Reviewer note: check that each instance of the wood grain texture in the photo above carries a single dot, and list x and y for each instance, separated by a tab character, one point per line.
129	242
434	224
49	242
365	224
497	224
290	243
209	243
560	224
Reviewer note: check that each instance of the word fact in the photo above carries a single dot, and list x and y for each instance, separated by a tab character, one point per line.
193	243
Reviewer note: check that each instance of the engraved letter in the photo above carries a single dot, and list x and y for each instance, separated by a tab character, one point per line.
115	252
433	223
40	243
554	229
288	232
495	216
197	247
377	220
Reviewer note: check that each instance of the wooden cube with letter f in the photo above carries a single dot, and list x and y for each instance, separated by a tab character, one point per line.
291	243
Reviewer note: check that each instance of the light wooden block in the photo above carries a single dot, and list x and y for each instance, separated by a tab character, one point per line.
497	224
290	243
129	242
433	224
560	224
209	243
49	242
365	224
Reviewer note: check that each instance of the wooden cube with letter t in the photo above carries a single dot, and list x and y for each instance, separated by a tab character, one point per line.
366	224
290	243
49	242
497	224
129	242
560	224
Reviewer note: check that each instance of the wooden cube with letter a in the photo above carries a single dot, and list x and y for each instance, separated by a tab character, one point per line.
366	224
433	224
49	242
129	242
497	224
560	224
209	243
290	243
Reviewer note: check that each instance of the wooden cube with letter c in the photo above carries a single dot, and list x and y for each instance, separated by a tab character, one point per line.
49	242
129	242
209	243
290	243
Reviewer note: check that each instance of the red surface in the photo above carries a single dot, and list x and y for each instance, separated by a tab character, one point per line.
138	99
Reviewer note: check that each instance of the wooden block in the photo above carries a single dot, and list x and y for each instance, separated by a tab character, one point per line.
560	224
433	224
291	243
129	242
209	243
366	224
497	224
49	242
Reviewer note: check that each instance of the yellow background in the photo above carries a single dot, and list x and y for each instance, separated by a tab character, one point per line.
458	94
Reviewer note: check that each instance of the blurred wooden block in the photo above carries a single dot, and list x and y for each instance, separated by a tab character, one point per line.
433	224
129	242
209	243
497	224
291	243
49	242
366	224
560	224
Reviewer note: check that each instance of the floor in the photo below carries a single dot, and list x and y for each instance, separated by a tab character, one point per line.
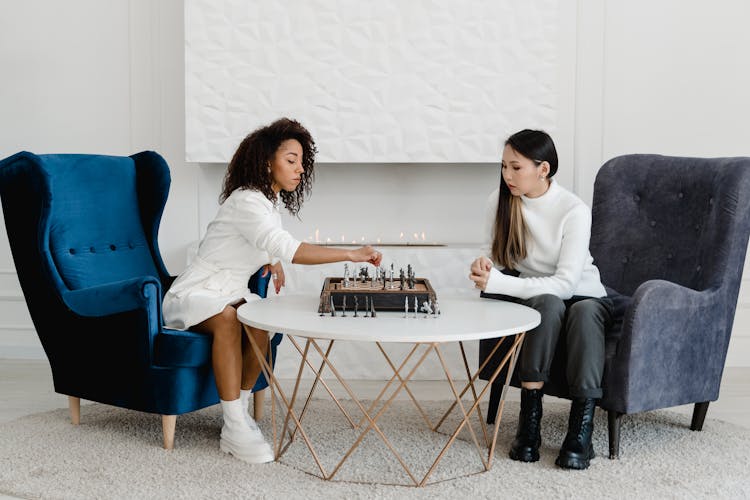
26	388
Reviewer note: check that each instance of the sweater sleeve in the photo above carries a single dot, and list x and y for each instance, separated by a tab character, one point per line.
258	225
574	251
490	214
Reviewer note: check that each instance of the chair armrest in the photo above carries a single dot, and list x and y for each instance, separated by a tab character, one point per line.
112	298
663	313
258	284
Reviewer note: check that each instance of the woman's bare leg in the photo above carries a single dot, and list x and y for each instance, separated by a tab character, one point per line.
250	364
226	351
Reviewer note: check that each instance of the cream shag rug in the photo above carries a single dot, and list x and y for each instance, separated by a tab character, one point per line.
116	453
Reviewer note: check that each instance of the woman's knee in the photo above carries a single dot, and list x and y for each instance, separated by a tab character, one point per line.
547	305
227	324
589	313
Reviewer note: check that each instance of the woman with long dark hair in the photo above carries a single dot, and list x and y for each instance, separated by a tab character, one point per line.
540	257
272	165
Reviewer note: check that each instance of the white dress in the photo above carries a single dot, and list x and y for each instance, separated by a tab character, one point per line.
245	235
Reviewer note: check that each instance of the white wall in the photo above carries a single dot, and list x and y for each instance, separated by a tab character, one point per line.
107	77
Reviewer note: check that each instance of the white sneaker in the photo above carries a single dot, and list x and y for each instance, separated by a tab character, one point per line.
247	445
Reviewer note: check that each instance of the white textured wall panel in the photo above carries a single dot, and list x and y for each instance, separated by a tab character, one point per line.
385	81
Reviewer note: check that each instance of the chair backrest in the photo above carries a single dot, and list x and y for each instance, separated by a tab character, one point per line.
97	218
684	220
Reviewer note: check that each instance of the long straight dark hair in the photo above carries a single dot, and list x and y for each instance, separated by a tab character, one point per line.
509	232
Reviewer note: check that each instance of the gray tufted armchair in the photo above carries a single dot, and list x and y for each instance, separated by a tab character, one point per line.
669	236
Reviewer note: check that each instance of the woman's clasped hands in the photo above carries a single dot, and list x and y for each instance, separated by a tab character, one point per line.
480	272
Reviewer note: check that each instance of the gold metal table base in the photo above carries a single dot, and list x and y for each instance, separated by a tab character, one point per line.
293	420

------------------------------

Written exercise -
Return precisely the lines of the records, starting with the line that holds "Reviewer note: check that each instance of the long" and ending with the last one.

Solution to the exercise -
Reviewer note: check that each instance of the long straight dark hair in the photo above carries a single dot, and list x and y for each instance, separated by a tab character, one point per line.
509	232
Reviewer note: check that each instance of the gray tufted armchair in the photo above carries a single dot, and list x and y for each instance, separated by a tab character, one point per line.
669	236
Reviewer note: check that each instance of the woman's clasped hands in the photo above carries a single dot, and list x and y for each instance, separated by a tab character, one point per line.
480	272
Reviewer note: check that each instance of the gold metal table base in the photo above carries a single dot, and list x and y for each instance, separated by a tab character, one point per line.
293	420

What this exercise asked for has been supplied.